▸ **A block of data**
━━━

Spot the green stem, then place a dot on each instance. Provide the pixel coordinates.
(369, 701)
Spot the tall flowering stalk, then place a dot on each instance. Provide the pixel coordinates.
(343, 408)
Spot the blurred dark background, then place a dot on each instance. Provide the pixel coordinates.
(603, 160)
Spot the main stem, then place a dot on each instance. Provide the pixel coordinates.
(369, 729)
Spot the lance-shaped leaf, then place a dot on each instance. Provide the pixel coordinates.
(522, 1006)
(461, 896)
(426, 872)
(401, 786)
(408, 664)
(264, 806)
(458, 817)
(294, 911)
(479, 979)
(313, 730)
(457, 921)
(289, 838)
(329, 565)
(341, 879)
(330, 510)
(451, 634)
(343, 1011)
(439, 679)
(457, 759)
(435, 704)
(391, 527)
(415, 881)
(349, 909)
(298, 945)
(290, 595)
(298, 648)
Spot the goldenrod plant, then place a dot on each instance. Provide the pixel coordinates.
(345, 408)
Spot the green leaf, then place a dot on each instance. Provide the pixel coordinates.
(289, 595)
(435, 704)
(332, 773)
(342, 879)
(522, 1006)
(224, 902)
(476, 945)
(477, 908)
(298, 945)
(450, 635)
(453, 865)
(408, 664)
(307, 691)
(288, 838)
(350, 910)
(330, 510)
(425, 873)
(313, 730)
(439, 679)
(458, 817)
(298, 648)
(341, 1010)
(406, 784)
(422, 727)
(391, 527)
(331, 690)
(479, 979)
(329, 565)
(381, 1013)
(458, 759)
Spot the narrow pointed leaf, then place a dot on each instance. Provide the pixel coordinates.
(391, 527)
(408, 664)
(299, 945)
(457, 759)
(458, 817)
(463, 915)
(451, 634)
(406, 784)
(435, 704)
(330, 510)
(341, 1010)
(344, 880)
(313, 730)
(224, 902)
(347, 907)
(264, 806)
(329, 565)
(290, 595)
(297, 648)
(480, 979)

━━━

Reproduce the data above, substituting "mark" for each occurrence of "place a dot on" and keeping everything else unchanged.

▸ **ANSWER BELOW**
Spot the green stem, then mark each instance. Provide the pixel coordinates.
(369, 701)
Spot the tall flowering stalk, then mark each instance. Provide the pixel coordinates.
(343, 408)
Spot the blurred dark background, then mark each instance. Provide the pixel coordinates.
(603, 160)
Spot the main stem, then mark each instance. Provide the pixel coordinates.
(369, 729)
Spot the lance-shaped leaf, then mark each instance. Provide the pixel coordinates.
(522, 1006)
(461, 896)
(426, 872)
(401, 786)
(408, 664)
(264, 806)
(458, 817)
(294, 911)
(479, 979)
(313, 730)
(457, 921)
(289, 838)
(329, 565)
(341, 879)
(330, 510)
(451, 634)
(343, 1011)
(439, 679)
(457, 759)
(435, 704)
(391, 527)
(415, 881)
(349, 909)
(298, 945)
(290, 595)
(298, 648)
Spot the goldenrod plant, then mark each instance. Provide the pixel coordinates.
(345, 408)
Spot the green leaf, then mark each instance. Provide the pixel coordinates.
(289, 595)
(435, 704)
(332, 773)
(342, 879)
(522, 1006)
(224, 902)
(476, 945)
(477, 908)
(298, 945)
(450, 635)
(453, 865)
(408, 664)
(307, 691)
(288, 838)
(350, 910)
(330, 510)
(425, 873)
(313, 730)
(439, 679)
(458, 817)
(298, 648)
(341, 1010)
(406, 784)
(422, 727)
(391, 527)
(331, 690)
(479, 979)
(329, 565)
(381, 1013)
(458, 759)
Spot the narrow pointed leaf, then mark each instance. Provide the pixel coordinates.
(391, 527)
(408, 664)
(299, 945)
(457, 759)
(458, 817)
(463, 915)
(451, 634)
(406, 784)
(435, 704)
(330, 510)
(341, 1010)
(344, 880)
(313, 730)
(224, 902)
(347, 907)
(264, 806)
(329, 565)
(290, 595)
(297, 648)
(480, 979)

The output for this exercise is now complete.